## Task to complete:
Reproduce the stretch of the article on fitness tracker accuracy from "Euan Ashley, lead" through "entirely different matter.".

Page text Start Marker

Fitness trackers largely inaccurate when measuring calories burned, study finds

PALO ALTO, Calif. — That brand-new Fitbit Surge or Apple Watch you got for Christmas might not be the best way to measure caloric expenditure, a research team at Stanford University claims in a recent study on popular fitness trackers.

Euan Ashley, lead author of the project, found that while fitness trackers are usually accurate in measuring heart rate, energy tracking was an entirely different matter.

Fitbit and Apple Watch fitness trackers
That brand-new Fitbit Surge or Apple Watch you got for Christmas might not be the best way to measure caloric expenditure, a research team at Stanford University claims in a recent study on popular fitness trackers. (Photo by Andres Urena on Unsplash)

“The heart rate measurements performed far better than we expected, but the energy expenditure measures were way off the mark,” says Ashley, a professor of cardiovascular medicine, genetics, and biomedical data science, in a university release. “The magnitude of just how bad they were surprised me.”

The researchers tested seven popular fitness trackers: the Fitbit Surge, Apple Watch, Basis Peak, Microsoft Band, Mio Alpha 2, PulseOn, and the Samsung Gear S2. They found that six of the seven devices that measured heart rate in a diverse group of 60 volunteers using treadmills or stationary bikes produced an error rate of less than five percent.

However, none of the devices tested measured energy expenditure accurately when compared to medical-grade devices designed for testing energy expenditure. The most accurate device that measured caloric expenditure was off by an average of 27 percent, the least accurate was off by a whopping 93 percent.

Consumer devices aren’t held to the same standard as medical-grade devices, and the study authors theorized that the proprietary algorithms used by these devices to measure energy expenditure can’t be replicated accurately among a diverse group of consumers of different sizes, ages, and health levels. While measuring heart rate is done directly and simply, energy expenditure is calculated with a series of variables, including the body mass index of an individual and other factors.

“People are basing life decisions on the data provided by these devices,” says Ashley, who worries that users are basing the amount of junk food they consume off of the number of calories their devices claim they’ve burned.

Ashley and his associates published a paper on their findings in the Journal of Personalized Medicine. They also made their findings open to the public and encouraged people to upload their own results to the dataset.

Page text End Marker
The data Start Marker

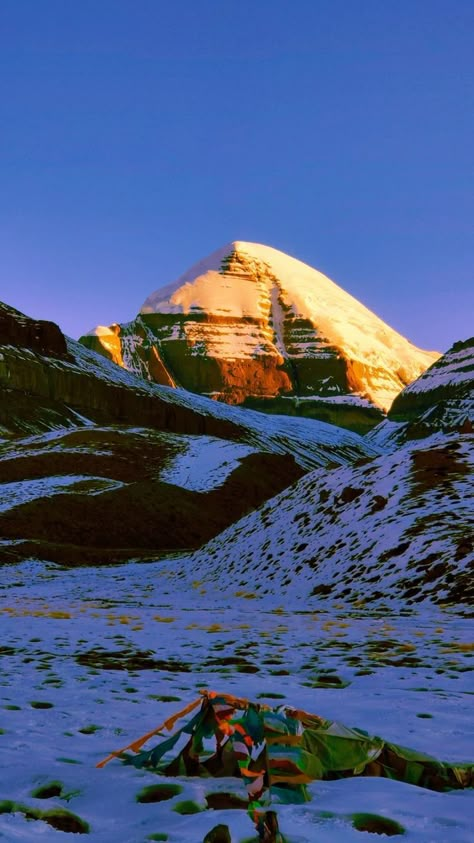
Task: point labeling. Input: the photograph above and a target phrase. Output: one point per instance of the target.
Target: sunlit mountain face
(249, 324)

The data End Marker

## Exercise output:
Euan Ashley, lead author of the project, found that while fitness trackers are usually accurate in measuring heart rate, energy tracking was an entirely different matter.